Exercise aim: Beginning with the line containing "Q: Find one point on every instance of the yellow" and ending with the last line of the entries below, copy each line exactly and nothing else.
=====
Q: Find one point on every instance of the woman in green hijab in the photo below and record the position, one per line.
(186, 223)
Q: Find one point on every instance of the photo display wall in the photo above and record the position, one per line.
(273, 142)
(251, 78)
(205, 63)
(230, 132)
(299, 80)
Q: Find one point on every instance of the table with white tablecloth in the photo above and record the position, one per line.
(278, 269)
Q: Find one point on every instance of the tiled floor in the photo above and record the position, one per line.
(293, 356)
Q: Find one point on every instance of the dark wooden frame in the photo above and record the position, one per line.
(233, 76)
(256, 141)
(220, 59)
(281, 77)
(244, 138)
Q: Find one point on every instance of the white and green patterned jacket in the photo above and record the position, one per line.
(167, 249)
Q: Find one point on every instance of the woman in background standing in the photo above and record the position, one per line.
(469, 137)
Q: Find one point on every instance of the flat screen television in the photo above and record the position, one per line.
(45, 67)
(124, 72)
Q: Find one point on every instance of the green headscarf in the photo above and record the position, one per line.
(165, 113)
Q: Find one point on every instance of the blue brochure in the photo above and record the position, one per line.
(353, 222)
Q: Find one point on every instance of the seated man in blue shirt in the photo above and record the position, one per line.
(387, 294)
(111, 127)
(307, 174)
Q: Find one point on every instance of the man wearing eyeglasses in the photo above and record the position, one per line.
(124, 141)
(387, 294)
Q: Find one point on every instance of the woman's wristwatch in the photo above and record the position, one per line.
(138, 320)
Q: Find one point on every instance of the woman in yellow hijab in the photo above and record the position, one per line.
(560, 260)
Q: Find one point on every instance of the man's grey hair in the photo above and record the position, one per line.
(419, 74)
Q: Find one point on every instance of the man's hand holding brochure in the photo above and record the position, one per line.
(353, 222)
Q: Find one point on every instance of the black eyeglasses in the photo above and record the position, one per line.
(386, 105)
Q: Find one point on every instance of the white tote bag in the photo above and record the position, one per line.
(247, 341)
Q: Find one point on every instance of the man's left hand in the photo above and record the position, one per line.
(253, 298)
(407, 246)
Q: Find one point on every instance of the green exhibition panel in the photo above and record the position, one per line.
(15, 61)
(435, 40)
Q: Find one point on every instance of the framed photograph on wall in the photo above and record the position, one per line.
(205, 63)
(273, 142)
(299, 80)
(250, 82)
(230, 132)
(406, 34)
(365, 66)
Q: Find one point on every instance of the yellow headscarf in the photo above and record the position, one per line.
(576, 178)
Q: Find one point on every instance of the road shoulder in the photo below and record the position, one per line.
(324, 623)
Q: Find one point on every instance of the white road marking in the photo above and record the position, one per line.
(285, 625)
=====
Reply:
Q: Find one point on every instance of the yellow headscarf in the photo above and record the position, one per line.
(576, 178)
Q: Find one point on every instance of the road shoulder in the photo below and record the position, one per line.
(324, 623)
Q: Find one point on every instance of the white road marking in the photo above and record the position, one per line.
(285, 625)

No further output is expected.